Investing can accomplish many things. It can help you make extra money with your savings or produce income in retirement, but that doesn’t mean that a well-placed stock purchase ONLY does those things.
Your investments can also go to support causes and cures that matter to you, and help you make money in the meantime.
While there is never a guarantee that you are going to turn a profit the same as with any investment at least your money can go towards research that matters to you.
For instance, if you have non-viral liver disease or someone you love does, you could choose to invest in a company that specializes in treating that type of condition, like Intercept Pharmaceuticals, Inc. [NASDAQ: ICPT]
Intercept Pharmaceuticals is a biopharmaceutical company that specializes in developing treatments for different types of progressive liver disease that are non-viral.
Its primary focus is on Primary Biliary Cholangitis (PBC), which is an autoimmune disease. PBC causes damage to liver bile ducts.
Intercept also focuses on a fatty liver disease called nonalcoholic steatohepatitis, or NASH as well as biliary atresia, primary sclerosing cholangitis (PSC).
The way Intercept does this is through researching bile acid and the Farnesoid X Receptor (FXR). The company is leveraging this factor to act as an antifibrotic and anticholestatic catalyst and, ultimately, a treatment for different liver diseases as well as metabolic conditions.
Intercept’s primary drug is the obeticholic acid-based Ocaliva.
It uses the company’s FXR technology to treat PBC in conjunction with ursodeoxycholic acid (UDCA) in situations where UDCA was not effective alone. In some cases, Ocaliva is also used as a standalone treatment.
In 2016, it was approved for use in the United States and it received European Union approval shortly thereafter. Since then, Ocaliva has gotten approval in Australia, Canada, and Israel.
However, Intercept is not a one-trick pony.
The company has four clinical trials underway, some of which are nearing completion. Intercept’s PBC drug is in Phase 4 while its drugs to treat NASH fibrosis (called the REGENERATE trial) and NASH cirrhosis (called the REVERSE trial) are in Phase 3. It also has a biliary atresia drug in phase 2 clinical trial.
The company also has a collaboration with Sumitomo Dainippon Pharma Co. Ltd. to develop OCA-based drugs to treat PBS and NASH in China.

Supplied entries ::

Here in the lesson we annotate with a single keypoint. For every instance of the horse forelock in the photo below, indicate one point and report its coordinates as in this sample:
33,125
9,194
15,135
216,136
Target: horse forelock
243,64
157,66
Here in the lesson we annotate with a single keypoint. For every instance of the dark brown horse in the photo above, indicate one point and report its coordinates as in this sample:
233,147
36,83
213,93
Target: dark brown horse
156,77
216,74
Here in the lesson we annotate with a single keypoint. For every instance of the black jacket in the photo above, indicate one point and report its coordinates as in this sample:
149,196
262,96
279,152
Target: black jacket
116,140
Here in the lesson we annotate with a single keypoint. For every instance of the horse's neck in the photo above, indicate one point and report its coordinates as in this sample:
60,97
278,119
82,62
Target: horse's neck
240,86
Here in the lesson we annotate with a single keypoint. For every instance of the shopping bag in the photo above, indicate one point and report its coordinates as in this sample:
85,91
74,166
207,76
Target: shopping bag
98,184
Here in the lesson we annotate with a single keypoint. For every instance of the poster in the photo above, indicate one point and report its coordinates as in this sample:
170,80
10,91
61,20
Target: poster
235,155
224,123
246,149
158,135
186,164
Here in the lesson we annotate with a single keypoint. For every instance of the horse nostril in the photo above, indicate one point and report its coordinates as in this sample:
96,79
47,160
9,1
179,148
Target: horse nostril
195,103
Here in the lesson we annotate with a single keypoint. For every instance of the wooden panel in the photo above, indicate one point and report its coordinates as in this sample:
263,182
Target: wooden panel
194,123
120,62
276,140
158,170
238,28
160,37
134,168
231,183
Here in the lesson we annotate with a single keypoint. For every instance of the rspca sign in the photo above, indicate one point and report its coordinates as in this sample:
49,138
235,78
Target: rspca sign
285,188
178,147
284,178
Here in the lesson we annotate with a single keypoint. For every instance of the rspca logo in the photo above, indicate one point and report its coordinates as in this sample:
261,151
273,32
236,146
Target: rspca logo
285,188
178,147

Assignment 1 ::
According to the Intercept Pharmaceuticals article, which countries approved Ocaliva after the United States and the European Union?
Assignment 2 ::
Carry the Intercept Pharmaceuticals article forward, starting right after its final sentence.
The listing above has nothing to do with the article on Intercept Pharmaceuticals.

Written response 1 ::
Australia, Canada, and Israel.

Written response 2 ::
Under the terms of the agreement, Intercept received $15 million upfront and it reached a $6 million milestone payment on December 31, 2018. Intercept will receive up to another $23 million if trials go well and receive royalty payments of around 25% for the IOCA drugs it sells in China under the agreement.
The thing about pharmaceutical companies is that they are not successful JUST because they develop a drug that treats a disease or condition.
In order for these companies to be profitable, they have to develop a drug that treats the condition better than other alternatives and at a price that works into the economics of the situation.
They also need to run their businesses well. For pharmaceutical companies, that means diversifying their portfolios patents don’t last forever and running successful marketingcampaigns.
In the case of Intercept, they haven’t launched a drug before and it takes a fair amount of expertise to commercialize a drug well.
Intercept [NASDAQ: ICPT] needs to be able to convince doctors in their target markets that Ocaliva is worth prescribing and insurance companies that it is worth covering. If doctors don’t offer the drug as an option to their patients or insurance companies refuse to cover it, it may not get much traction at all.
Then, there is what happens after it gets in the hands of the prescribed public.
Once the drug is used in a non-trial setting, there could be more side effects and adverse reactions than anticipated and that could impact how well the drug is adopted. Also, Intercept could have been mistaken in its estimates of market size.
Maybe most importantly, Intercept [NASDAQ: ICPT] is not profitable. It never has been.
The company posted a net loss of over $309 million for fiscal year 2018. That was an improvement over FY17 when it posted a $360 million loss and FY2016 with a $412.8 million loss, but it has been a few years since Ocaliva hit the market and the company is still losing money.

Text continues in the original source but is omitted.